- [ASSIGNED TASK]
Your answer should be the data below, reproduced with nothing changed.

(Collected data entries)
══════════════════════════════

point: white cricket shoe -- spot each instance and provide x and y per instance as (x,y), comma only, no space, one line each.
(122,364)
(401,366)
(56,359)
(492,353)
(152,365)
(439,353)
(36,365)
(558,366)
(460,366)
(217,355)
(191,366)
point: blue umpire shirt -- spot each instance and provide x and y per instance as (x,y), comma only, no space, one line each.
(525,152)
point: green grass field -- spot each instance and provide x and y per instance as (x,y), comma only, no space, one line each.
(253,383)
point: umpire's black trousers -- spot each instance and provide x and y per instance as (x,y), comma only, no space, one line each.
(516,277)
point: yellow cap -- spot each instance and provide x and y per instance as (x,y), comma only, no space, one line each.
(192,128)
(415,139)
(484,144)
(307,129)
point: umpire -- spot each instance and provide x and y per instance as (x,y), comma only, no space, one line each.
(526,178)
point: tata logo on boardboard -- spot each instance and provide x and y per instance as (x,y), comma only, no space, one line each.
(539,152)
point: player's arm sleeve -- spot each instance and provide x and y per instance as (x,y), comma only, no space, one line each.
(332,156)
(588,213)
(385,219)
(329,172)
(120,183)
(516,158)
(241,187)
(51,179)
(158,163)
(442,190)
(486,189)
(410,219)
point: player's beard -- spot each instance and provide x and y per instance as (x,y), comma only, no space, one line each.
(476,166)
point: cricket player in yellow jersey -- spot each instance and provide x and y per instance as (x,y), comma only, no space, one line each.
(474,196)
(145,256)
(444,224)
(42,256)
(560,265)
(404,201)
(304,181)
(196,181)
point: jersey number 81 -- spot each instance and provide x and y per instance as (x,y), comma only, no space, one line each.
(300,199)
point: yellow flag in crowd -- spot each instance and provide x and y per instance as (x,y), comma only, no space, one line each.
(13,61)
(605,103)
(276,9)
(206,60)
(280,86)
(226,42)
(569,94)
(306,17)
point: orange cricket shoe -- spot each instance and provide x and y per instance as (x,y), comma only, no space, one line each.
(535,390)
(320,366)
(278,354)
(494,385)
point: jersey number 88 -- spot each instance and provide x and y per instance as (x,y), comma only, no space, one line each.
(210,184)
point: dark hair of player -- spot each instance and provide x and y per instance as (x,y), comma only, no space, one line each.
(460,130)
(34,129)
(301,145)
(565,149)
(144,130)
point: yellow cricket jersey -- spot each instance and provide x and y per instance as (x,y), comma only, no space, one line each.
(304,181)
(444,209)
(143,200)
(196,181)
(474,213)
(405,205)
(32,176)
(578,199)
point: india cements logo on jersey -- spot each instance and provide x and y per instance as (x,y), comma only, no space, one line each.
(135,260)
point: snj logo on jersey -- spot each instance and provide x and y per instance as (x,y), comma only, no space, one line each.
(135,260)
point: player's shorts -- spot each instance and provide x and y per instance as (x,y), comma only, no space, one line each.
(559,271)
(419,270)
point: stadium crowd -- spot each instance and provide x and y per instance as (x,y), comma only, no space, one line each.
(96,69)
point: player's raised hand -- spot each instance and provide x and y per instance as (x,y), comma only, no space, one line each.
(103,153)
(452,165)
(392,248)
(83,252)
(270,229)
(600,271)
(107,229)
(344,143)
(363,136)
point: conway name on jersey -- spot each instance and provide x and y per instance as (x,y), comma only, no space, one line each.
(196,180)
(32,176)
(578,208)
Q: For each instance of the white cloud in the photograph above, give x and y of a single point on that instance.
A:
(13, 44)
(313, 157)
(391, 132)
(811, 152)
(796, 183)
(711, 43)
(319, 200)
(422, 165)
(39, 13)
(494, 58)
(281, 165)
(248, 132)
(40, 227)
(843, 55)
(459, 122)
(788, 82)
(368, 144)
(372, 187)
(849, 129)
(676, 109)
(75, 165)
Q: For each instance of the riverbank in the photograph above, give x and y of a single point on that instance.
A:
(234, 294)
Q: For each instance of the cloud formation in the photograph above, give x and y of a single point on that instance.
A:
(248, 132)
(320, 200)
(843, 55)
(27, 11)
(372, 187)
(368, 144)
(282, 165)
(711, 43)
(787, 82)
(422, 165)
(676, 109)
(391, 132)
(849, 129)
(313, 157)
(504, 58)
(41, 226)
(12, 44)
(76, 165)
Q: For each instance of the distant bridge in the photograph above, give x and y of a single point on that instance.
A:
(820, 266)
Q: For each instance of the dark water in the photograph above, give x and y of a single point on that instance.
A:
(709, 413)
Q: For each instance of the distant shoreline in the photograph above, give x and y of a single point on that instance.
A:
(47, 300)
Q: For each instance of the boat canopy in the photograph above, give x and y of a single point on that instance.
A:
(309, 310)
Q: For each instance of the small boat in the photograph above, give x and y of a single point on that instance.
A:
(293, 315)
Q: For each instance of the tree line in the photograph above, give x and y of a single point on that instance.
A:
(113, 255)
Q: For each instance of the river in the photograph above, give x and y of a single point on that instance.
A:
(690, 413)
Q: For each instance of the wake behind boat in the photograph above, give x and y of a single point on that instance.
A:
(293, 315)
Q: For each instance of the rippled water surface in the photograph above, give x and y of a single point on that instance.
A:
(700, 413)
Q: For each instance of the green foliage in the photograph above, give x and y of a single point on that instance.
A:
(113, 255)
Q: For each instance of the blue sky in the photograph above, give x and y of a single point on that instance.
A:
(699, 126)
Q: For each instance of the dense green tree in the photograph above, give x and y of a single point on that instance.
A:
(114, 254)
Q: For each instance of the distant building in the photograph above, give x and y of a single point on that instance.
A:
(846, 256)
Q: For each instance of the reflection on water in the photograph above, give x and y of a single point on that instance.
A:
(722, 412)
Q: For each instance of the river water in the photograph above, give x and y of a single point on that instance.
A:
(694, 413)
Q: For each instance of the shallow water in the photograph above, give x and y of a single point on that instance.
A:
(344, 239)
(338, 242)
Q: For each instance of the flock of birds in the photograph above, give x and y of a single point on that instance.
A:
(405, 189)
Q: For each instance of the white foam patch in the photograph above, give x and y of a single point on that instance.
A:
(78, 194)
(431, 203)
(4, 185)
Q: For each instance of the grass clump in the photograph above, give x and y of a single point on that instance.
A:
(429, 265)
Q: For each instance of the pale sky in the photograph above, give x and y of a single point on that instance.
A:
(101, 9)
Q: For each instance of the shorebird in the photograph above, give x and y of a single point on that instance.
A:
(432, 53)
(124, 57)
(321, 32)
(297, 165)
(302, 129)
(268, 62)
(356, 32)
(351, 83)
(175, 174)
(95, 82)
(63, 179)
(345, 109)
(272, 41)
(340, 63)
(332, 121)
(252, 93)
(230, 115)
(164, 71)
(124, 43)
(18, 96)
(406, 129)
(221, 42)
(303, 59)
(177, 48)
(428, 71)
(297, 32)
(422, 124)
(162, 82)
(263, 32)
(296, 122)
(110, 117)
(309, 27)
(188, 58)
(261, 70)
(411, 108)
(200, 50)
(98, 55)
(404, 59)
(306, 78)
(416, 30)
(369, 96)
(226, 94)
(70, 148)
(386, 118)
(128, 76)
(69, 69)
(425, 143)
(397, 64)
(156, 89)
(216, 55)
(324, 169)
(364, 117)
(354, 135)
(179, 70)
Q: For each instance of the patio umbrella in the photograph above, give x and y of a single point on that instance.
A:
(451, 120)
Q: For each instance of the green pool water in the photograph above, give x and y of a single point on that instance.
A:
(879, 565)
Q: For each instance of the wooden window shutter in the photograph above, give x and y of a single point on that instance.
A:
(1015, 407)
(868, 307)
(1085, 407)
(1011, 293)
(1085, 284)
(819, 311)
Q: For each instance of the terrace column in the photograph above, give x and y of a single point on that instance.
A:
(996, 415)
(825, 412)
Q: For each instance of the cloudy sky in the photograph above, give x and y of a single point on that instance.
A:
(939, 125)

══════════════════════════════

- [ANSWER SPACE]
point: white cricket shoe -- spot each instance and provide x and y per instance as (x,y), comma only, no space, one line each.
(122,364)
(401,366)
(56,359)
(492,353)
(152,365)
(439,353)
(36,365)
(558,366)
(460,366)
(217,355)
(191,366)
point: blue umpire shirt -- spot each instance and provide x and y per instance as (x,y), comma only, no space, one line each.
(525,152)
point: green grass field -- spot each instance and provide x and y per instance as (x,y), comma only, no space, one line each.
(253,383)
point: umpire's black trousers -- spot each instance and provide x and y per instance as (x,y), comma only, no space, one line each.
(516,277)
point: yellow cap -- spot each instance and provide x and y per instance as (x,y), comma only, no space, one line each.
(192,128)
(415,139)
(484,144)
(307,129)
point: umpire -- spot each instance and provide x and y per instance as (x,y), comma only, no space, one line each.
(526,178)
point: tata logo on boardboard -- spot each instance and provide x and y per instance as (x,y), comma only, no space, one line each.
(539,152)
point: player's arm sleeve -- spot each instance and provide x and y per instance as (x,y), comma only, no space, one line each.
(332,156)
(588,213)
(385,219)
(329,172)
(120,183)
(516,158)
(241,187)
(51,179)
(158,163)
(442,190)
(486,189)
(410,219)
point: player's beard -- spot each instance and provide x and y per instance as (x,y), comma only, no space, one line each.
(476,166)
point: cricket player in yellow jersey -- spot each instance and provide x and y per instance as (x,y), comma only, no space, one line each.
(474,196)
(145,256)
(444,224)
(42,256)
(560,265)
(404,201)
(304,181)
(196,181)
point: jersey number 81 -- spot each instance and provide x and y per instance as (x,y), comma only, no space, one line each.
(300,199)
point: yellow flag in crowd -- spot each instance and provide x and y per instance as (x,y), comma only, no space, one line each.
(13,61)
(605,103)
(276,9)
(206,60)
(280,86)
(226,42)
(569,94)
(306,17)
point: orange cricket shoe -- spot each instance and provide x and y per instance as (x,y), comma only, no space, one line each.
(535,390)
(320,366)
(278,354)
(494,385)
point: jersey number 88 -- spot each instance and provide x and y per instance as (x,y), comma only, no space, one line each.
(210,184)
point: dark hair of player -- spot each instance and provide x and y per instance as (x,y), comma only, no space, one line each.
(460,130)
(34,129)
(301,145)
(565,149)
(144,130)
point: yellow cricket jersey -- spot each instance and provide x and y per instance as (x,y), comma only, no space, one line each.
(304,181)
(444,209)
(143,200)
(196,181)
(474,213)
(405,205)
(32,176)
(578,199)
point: india cements logo on jersey -- spot each instance and provide x and y per instance as (x,y), comma only, no space, one line each.
(135,260)
point: snj logo on jersey -- spot each instance and provide x and y per instance as (x,y), comma only, no space, one line each.
(135,260)
point: player's shorts -- spot each instance and provide x and y per instance as (x,y), comma only, no space, one line each.
(559,271)
(419,270)
point: stadium crowd -- spot each instance and provide x and y per instance as (x,y), comma only, no space, one line each.
(96,69)
point: player's raised hand -- spot each instance and provide x and y per instance as (x,y), comma only, no space, one line each.
(103,153)
(452,165)
(392,248)
(83,252)
(270,229)
(600,271)
(107,229)
(344,143)
(363,136)
point: conway name on jersey -- spot each instance and provide x and y per instance as (x,y), comma only, no space, one line each.
(196,180)
(32,176)
(578,208)
Q: For each instance of the white cloud in the photograph above, give x and y of a single point on that instance.
A:
(13, 44)
(313, 157)
(391, 132)
(811, 152)
(796, 183)
(711, 43)
(319, 200)
(422, 165)
(39, 13)
(494, 58)
(281, 165)
(248, 132)
(40, 227)
(843, 55)
(459, 122)
(788, 82)
(368, 144)
(372, 187)
(849, 129)
(676, 109)
(75, 165)
Q: For each instance of the riverbank in the photograph above, give x and y of a single point on that instance.
A:
(234, 294)
Q: For each instance of the cloud formation in the photograph above, give x and y of a single point on that instance.
A:
(248, 132)
(320, 200)
(843, 55)
(27, 11)
(372, 187)
(368, 144)
(282, 165)
(711, 43)
(787, 82)
(422, 165)
(676, 109)
(391, 132)
(849, 129)
(313, 157)
(504, 58)
(41, 226)
(12, 44)
(76, 165)
Q: For each instance of the distant bridge in the photograph above, give x and y of a single point on that instance.
A:
(820, 266)
Q: For each instance of the dark water in the photograph above, give x and y of a single point on that instance.
A:
(709, 413)
Q: For each instance of the distant shoreline in the photograph above, give x and y of a single point on that instance.
A:
(47, 300)
Q: For each instance of the boat canopy in the photograph above, give x and y of a single point on that instance.
A:
(309, 310)
Q: For each instance of the small boat in the photograph above, give x and y of a single point on that instance.
A:
(293, 315)
Q: For each instance of the tree line in the photograph above, give x and y of a single point on that instance.
A:
(113, 255)
Q: For each instance of the river in the photograph above, give x and y of a single point on that instance.
A:
(690, 413)
Q: For each instance of the wake behind boat in the photograph above, give x and y of a single point on that instance.
A:
(293, 315)
Q: For each instance of the rippled water surface in the photograph above, give x and y of a single point on that instance.
A:
(700, 413)
Q: For each instance of the green foliage in the photograph above, give x and y of a single point on that instance.
A:
(113, 255)
Q: For each instance of the blue sky in the photograph above, give x and y of a single point on that instance.
A:
(699, 126)
Q: For each instance of the dense green tree in the photograph above, give x and y of a single point on that instance.
A:
(114, 254)
Q: For each instance of the distant building in the photograph above, give x and y of a single point on that instance.
A:
(846, 256)
Q: For each instance of the reflection on water in the photograph above, give x and y of a single point on that instance.
A:
(722, 412)
Q: For each instance of the river water in the photograph above, give x and y of a single point on that instance.
A:
(694, 413)
Q: For each instance of the shallow water in the photograph above, give x and y of a single point on that instance.
A:
(344, 239)
(338, 242)
Q: For each instance of the flock of birds in the photograph above, give x and y of a single point on that instance.
A:
(405, 189)
Q: For each instance of the white foam patch in the photograph above, give x and y of a single point on that instance.
A:
(78, 194)
(431, 203)
(4, 185)
Q: For each instance of the grass clump in the photograph above, give x and y of a single point on that instance.
A:
(429, 265)
Q: For each instance of the pale sky in the photograph above, give x and y of a single point on that instance.
A:
(101, 9)
Q: For each instance of the shorebird in the photograph above, give x and y of a single point on that instance.
A:
(432, 53)
(124, 57)
(321, 32)
(297, 165)
(302, 129)
(268, 62)
(356, 32)
(351, 83)
(175, 174)
(95, 82)
(63, 179)
(345, 109)
(272, 41)
(340, 63)
(332, 121)
(252, 93)
(230, 115)
(164, 71)
(124, 43)
(18, 96)
(406, 129)
(221, 42)
(303, 59)
(177, 48)
(428, 71)
(297, 32)
(422, 124)
(162, 82)
(263, 32)
(296, 122)
(110, 117)
(309, 27)
(188, 58)
(261, 70)
(411, 108)
(200, 50)
(98, 55)
(404, 59)
(306, 78)
(416, 30)
(369, 96)
(226, 94)
(70, 148)
(386, 118)
(128, 76)
(69, 69)
(425, 143)
(397, 64)
(156, 89)
(216, 55)
(324, 169)
(364, 117)
(354, 135)
(179, 70)
Q: For each instance of the patio umbrella in the photograph above, give x and y of a single point on that instance.
A:
(451, 120)
Q: For each instance of the green pool water in the photograph above, give x and y of a single point on that instance.
A:
(879, 565)
Q: For each instance of the wooden window shutter in the photograph above, give x and y of a single point on that instance.
A:
(1015, 407)
(868, 307)
(1085, 407)
(1011, 293)
(1085, 284)
(819, 311)
Q: For each instance of the terrace column in the photograph above, give x and y of a single point on that instance.
A:
(996, 415)
(825, 412)
Q: For each instance of the cloudy sky in the photograph above, give x and y of a single point on that instance.
A:
(939, 125)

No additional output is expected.